TASK TO CARRY OUT: Leave every entry as it is and write the data out in full.
━━━━━━
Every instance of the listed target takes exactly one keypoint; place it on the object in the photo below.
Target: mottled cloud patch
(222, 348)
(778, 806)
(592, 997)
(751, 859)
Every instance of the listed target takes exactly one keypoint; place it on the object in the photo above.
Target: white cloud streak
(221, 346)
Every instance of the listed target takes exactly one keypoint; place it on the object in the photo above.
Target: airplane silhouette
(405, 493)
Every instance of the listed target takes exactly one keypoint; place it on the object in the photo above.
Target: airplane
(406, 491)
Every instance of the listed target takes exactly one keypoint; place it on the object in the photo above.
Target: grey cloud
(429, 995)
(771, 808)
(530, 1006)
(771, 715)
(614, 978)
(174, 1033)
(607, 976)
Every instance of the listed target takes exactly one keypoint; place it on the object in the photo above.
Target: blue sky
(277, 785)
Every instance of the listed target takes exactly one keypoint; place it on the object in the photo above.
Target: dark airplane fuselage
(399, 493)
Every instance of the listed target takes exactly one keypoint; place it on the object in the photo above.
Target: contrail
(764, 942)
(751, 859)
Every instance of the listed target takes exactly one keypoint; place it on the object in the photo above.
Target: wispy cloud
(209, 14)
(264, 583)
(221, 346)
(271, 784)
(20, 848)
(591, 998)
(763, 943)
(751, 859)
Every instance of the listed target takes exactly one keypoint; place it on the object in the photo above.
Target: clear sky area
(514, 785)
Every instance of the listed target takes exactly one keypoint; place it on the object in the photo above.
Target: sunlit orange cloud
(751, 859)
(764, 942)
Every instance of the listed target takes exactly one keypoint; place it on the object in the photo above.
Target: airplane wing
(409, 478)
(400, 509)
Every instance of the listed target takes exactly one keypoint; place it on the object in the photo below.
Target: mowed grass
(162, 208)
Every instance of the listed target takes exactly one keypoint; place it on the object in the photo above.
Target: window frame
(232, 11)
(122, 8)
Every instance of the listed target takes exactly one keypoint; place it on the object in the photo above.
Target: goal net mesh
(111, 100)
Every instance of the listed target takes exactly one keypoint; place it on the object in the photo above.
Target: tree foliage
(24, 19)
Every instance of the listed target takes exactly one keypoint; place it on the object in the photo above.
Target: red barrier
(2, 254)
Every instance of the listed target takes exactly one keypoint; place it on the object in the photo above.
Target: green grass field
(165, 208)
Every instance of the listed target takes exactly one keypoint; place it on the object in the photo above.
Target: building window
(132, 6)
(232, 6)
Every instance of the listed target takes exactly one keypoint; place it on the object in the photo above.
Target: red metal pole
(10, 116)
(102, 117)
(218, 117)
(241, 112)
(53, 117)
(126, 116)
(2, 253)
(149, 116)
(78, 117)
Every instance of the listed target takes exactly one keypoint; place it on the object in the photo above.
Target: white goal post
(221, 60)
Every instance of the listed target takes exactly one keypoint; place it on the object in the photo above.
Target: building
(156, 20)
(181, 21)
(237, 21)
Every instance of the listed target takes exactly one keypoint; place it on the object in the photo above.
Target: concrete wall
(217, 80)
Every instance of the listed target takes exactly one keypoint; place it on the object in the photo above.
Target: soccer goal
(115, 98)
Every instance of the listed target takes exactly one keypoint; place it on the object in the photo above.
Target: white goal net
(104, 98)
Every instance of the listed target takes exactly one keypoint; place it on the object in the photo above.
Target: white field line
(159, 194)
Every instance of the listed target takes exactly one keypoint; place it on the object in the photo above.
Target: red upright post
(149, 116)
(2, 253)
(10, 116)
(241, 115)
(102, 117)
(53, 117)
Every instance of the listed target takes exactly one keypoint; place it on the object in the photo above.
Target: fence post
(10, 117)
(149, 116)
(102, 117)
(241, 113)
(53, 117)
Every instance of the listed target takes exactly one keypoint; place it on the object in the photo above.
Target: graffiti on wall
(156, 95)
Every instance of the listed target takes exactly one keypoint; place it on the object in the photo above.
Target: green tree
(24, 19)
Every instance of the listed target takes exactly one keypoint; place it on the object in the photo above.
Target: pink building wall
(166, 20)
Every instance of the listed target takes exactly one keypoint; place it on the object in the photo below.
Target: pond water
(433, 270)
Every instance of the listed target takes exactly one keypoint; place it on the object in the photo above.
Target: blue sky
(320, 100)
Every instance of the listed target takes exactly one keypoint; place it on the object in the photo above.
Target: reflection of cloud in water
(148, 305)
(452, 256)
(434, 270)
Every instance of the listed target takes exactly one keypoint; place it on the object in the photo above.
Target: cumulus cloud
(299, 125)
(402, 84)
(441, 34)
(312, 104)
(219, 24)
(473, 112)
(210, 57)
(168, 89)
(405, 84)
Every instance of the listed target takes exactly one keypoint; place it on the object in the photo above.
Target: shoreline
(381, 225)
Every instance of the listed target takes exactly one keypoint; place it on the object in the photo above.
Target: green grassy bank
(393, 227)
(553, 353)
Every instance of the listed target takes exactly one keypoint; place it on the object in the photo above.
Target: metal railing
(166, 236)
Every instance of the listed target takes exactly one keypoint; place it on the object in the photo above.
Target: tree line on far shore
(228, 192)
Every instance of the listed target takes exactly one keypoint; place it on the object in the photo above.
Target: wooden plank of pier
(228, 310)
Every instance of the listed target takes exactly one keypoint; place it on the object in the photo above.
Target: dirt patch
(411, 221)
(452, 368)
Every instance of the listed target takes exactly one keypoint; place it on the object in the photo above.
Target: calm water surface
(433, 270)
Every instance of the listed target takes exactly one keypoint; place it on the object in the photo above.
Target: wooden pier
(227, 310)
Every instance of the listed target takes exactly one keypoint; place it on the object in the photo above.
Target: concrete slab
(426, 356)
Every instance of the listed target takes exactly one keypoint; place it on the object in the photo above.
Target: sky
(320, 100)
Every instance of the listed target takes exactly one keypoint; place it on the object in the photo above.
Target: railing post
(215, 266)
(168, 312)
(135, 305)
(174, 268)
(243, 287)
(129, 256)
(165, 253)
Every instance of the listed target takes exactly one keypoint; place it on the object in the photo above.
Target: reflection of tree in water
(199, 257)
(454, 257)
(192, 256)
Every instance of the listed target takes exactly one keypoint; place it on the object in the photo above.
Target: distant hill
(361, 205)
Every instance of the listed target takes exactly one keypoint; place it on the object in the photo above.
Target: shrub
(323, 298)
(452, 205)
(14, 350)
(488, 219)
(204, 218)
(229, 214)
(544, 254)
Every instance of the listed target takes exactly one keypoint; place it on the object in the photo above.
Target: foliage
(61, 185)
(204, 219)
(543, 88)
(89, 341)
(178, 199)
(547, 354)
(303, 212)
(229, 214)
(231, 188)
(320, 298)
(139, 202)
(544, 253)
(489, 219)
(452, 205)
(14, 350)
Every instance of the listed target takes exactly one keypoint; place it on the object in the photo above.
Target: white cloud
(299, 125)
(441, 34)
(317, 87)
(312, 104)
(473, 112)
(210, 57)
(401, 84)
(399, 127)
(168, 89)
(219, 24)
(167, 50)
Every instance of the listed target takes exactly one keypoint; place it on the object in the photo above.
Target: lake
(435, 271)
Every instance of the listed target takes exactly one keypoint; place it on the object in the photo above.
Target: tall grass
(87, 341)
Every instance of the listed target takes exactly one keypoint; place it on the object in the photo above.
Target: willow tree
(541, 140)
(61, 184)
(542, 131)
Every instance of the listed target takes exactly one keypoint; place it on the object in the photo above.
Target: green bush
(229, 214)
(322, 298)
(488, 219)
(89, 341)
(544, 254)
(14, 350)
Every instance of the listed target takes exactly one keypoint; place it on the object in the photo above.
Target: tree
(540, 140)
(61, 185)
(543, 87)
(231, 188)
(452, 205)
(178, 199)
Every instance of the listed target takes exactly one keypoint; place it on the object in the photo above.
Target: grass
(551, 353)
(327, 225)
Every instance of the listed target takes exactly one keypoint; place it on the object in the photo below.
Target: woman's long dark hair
━━━━━━
ANSWER AREA:
Every instance of the listed target takes exactly one keypoint; place it on the object in the photo below.
Target: mottled cloud patch
(222, 348)
(778, 806)
(592, 997)
(751, 859)
Every instance of the listed target takes exactly one keypoint; place it on the object in the photo above.
Target: white cloud streak
(221, 346)
Every instance of the listed target takes exactly one keypoint; place it on the object in the photo above.
Target: airplane silhouette
(405, 493)
Every instance of the listed target takes exactly one keypoint; place it on the object in the photo above.
Target: airplane
(406, 491)
Every instance of the listed target takes exactly one keypoint; place it on the object in the photo above.
Target: grey cloud
(429, 995)
(771, 808)
(530, 1006)
(771, 715)
(614, 978)
(174, 1033)
(607, 976)
Every instance of the listed target takes exactly one keypoint; place it on the object in the photo above.
Target: blue sky
(277, 785)
Every instance of the listed target takes exactly one keypoint; place it on the object in the photo above.
Target: dark airplane fuselage
(399, 493)
Every instance of the listed target takes exactly one keypoint; place it on the object in the photo above.
Target: contrail
(764, 942)
(751, 859)
Every instance of the listed target takes exactly one keypoint; place it on the object in the photo above.
Target: wispy cloud
(209, 14)
(264, 583)
(221, 346)
(271, 784)
(20, 848)
(591, 998)
(763, 943)
(751, 859)
Every instance of the listed target takes exactly one keypoint; place it on the object in the photo above.
Target: clear sky area
(514, 785)
Every instance of the listed target takes exactly one keypoint; place it on the object in the photo above.
Target: sunlit orange cloud
(751, 859)
(764, 942)
Every instance of the listed target takes exactly one keypoint; place it on the object in the photo above.
Target: airplane wing
(409, 478)
(400, 509)
Every instance of the listed target takes exactly one keypoint; place it on the object in the photo below.
Target: mowed grass
(162, 208)
Every instance of the listed target takes exactly one keypoint; place it on the object in the photo above.
Target: window frame
(232, 11)
(122, 8)
Every instance of the listed target takes exactly one keypoint; place it on the object in the photo above.
Target: goal net mesh
(111, 100)
Every instance of the listed target takes exactly one keypoint; place it on the object in the photo above.
Target: tree foliage
(24, 19)
Every instance of the listed target takes exactly one keypoint; place it on the object in the photo above.
Target: red barrier
(2, 254)
Every instance of the listed target takes exactly one keypoint; place it on the object in the photo above.
Target: green grass field
(165, 208)
Every instance of the listed target takes exactly one keypoint; place it on the object in the photo above.
Target: building window
(132, 6)
(232, 6)
Every instance of the listed target takes exactly one keypoint; place it on the object in the photo above.
Target: red metal pole
(10, 116)
(102, 117)
(218, 117)
(241, 112)
(53, 117)
(126, 116)
(2, 253)
(149, 116)
(78, 117)
Every instance of the listed target takes exactly one keypoint; place it on the object in the photo above.
Target: white goal post
(221, 60)
Every instance of the listed target takes exactly one keypoint; place it on the object in the photo above.
Target: building
(156, 20)
(181, 21)
(237, 21)
Every instance of the listed target takes exactly one keypoint; place it on the object in the photo above.
Target: concrete wall
(217, 80)
Every instance of the listed target takes exactly one keypoint; place it on the object in the photo above.
Target: soccer goal
(115, 98)
Every instance of the listed target takes exactly one keypoint; place it on the object in the photo above.
Target: white goal net
(104, 98)
Every instance of the listed target takes exactly one keypoint; place it on the object in the photo above.
Target: white field line
(159, 194)
Every instance of the listed target takes exactly one keypoint; place it on the object in the photo above.
Target: red upright post
(149, 116)
(2, 253)
(10, 116)
(241, 115)
(102, 117)
(53, 117)
Every instance of the listed target takes exactly one keypoint; place it on the object in the photo above.
Target: fence post
(10, 117)
(149, 116)
(102, 117)
(241, 113)
(53, 117)
Every instance of the listed target takes exactly one keypoint; place it on the object in the photo above.
Target: graffiti on wall
(156, 95)
Every instance of the listed target takes exactly one keypoint; place it on the object in the photo above.
Target: green tree
(24, 19)
Every instance of the listed target takes exactly one keypoint; place it on the object in the photo above.
Target: pink building wall
(166, 20)
Every instance of the listed target takes exactly one keypoint; place it on the object in the photo below.
Target: pond water
(433, 270)
Every instance of the listed target takes exactly one keypoint; place it on the object in the photo above.
Target: blue sky
(320, 100)
Every instance of the listed target takes exactly one keypoint; place it on the object in the photo above.
Target: reflection of cloud in water
(148, 305)
(452, 256)
(434, 270)
Every instance of the listed target takes exactly one keypoint; place it on the object in the photo above.
Target: cumulus cloud
(299, 125)
(402, 84)
(441, 34)
(312, 104)
(219, 24)
(473, 112)
(210, 57)
(168, 89)
(405, 84)
Every instance of the listed target takes exactly one keypoint; place it on the object in the photo above.
Target: shoreline
(381, 225)
Every instance of the listed target takes exactly one keypoint; place it on the object in the photo above.
Target: green grassy bank
(393, 227)
(553, 353)
Every instance of the listed target takes exactly one keypoint; place it on the object in the photo above.
Target: metal railing
(166, 236)
Every instance of the listed target takes exactly one keypoint; place it on the object in the photo above.
Target: tree line on far shore
(228, 192)
Every instance of the listed target takes exactly one keypoint; place it on the object in the photo above.
Target: wooden plank of pier
(228, 310)
Every instance of the listed target takes exactly one keypoint; place it on the object in the photo above.
Target: dirt patch
(411, 221)
(452, 368)
Every instance of the listed target takes exactly one keypoint; place it on the object in the photo above.
Target: calm water surface
(433, 270)
Every instance of the listed target takes exactly one keypoint; place it on the object in the photo above.
Target: wooden pier
(227, 310)
Every instance of the listed target takes exactly one keypoint; place it on the object in the photo above.
Target: concrete slab
(426, 356)
Every instance of the listed target takes exactly one keypoint; place it on the object in the photo above.
Target: sky
(320, 100)
Every instance of the listed target takes exactly one keypoint; place it on the object in the photo above.
Target: railing post
(215, 266)
(168, 312)
(135, 305)
(174, 268)
(243, 287)
(129, 256)
(165, 253)
Every instance of the listed target takes exactly one keypoint; place it on the object in the photo above.
Target: reflection of tree in water
(199, 257)
(454, 257)
(192, 256)
Every instance of the listed target takes exactly one keypoint; place it on the object in the photo above.
Target: distant hill
(361, 205)
Every instance of the listed target takes exactly one keypoint; place it on the object in the photo above.
Target: shrub
(323, 298)
(452, 205)
(14, 350)
(488, 219)
(204, 218)
(229, 214)
(544, 254)
Every instance of the listed target takes exactly one keypoint; place it on the object in the photo above.
Target: foliage
(61, 185)
(204, 219)
(543, 88)
(89, 341)
(178, 199)
(547, 354)
(303, 212)
(229, 214)
(231, 188)
(320, 298)
(139, 202)
(544, 253)
(489, 219)
(452, 205)
(14, 350)
Every instance of the listed target takes exactly one keypoint; place it on the object in the photo above.
Target: white cloud
(299, 125)
(441, 34)
(317, 87)
(312, 104)
(473, 112)
(210, 57)
(401, 84)
(399, 127)
(168, 89)
(219, 24)
(167, 50)
Every instance of the listed target takes exactly one keypoint; place it on the object in the photo above.
Target: lake
(435, 271)
Every instance of the listed target takes exactly one keypoint; place it on the object in the photo above.
Target: tall grass
(87, 341)
Every instance of the listed target takes exactly one keypoint; place it on the object in the photo above.
Target: willow tree
(541, 140)
(61, 184)
(542, 131)
Every instance of the listed target takes exactly one keypoint; place it on the object in the photo above.
Target: green bush
(229, 214)
(322, 298)
(488, 219)
(89, 341)
(544, 254)
(14, 350)
Every instance of the listed target takes exactly one keypoint; place it on the object in the photo above.
Target: tree
(540, 140)
(61, 185)
(543, 87)
(231, 188)
(452, 205)
(178, 199)
Every instance of the listed target takes exactly one keypoint; place it on the object in the photo above.
Target: grass
(551, 353)
(327, 225)
Every instance of the listed target takes exactly one keypoint; place it on the object in the photo below.
Target: woman's long dark hair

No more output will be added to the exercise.